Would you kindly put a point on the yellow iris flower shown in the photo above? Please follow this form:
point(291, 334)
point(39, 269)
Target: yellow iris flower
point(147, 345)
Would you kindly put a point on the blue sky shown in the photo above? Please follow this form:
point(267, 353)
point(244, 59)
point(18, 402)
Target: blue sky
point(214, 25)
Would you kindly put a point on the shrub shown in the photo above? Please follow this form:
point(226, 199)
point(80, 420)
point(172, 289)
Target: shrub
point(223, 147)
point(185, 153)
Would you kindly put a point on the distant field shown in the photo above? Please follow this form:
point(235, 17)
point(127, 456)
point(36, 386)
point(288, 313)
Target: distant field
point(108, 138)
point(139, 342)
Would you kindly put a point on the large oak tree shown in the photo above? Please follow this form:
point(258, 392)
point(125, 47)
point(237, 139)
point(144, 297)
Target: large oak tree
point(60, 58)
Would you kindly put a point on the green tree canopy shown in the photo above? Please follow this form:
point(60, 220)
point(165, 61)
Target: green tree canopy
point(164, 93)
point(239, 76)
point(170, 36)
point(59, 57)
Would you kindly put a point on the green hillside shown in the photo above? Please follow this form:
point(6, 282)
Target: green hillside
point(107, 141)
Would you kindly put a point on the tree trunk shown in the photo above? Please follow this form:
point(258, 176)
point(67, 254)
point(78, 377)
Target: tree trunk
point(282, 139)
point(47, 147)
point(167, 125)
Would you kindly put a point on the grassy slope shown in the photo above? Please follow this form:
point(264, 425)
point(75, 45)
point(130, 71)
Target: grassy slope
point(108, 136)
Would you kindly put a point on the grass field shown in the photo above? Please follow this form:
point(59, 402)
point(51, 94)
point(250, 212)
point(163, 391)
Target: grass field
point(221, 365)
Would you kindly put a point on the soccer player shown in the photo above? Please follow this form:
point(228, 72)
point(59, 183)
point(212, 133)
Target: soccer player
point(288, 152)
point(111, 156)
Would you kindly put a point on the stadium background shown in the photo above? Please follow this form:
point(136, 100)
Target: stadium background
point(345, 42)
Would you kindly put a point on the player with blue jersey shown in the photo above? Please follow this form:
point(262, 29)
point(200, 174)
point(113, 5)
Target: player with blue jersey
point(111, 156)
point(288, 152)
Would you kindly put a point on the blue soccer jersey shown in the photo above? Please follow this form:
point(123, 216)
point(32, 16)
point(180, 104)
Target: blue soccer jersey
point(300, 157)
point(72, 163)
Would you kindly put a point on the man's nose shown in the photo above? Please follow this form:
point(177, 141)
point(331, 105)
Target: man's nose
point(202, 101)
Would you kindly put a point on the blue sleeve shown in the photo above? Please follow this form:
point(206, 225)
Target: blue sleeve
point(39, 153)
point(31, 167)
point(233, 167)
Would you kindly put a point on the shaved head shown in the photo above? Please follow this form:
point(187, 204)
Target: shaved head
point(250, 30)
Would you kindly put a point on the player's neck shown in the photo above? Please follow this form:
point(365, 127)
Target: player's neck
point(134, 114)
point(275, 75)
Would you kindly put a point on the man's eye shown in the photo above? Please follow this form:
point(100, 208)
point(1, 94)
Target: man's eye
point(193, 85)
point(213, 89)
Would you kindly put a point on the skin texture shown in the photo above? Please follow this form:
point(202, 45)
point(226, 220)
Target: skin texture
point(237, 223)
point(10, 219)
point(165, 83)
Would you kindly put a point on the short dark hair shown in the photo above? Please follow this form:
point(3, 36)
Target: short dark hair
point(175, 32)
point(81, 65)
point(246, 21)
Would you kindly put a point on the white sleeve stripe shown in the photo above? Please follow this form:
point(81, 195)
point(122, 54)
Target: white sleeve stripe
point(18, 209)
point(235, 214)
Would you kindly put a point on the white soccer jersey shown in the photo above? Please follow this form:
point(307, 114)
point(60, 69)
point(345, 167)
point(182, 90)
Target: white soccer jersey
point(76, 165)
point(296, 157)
──────
→ What is expected
A verbatim transcription is required of the lines from the one with "point(345, 167)" through the final line of the entries above, and of nothing else.

→ Solution to the exercise
point(345, 167)
point(182, 90)
Target: white soccer jersey
point(76, 165)
point(296, 157)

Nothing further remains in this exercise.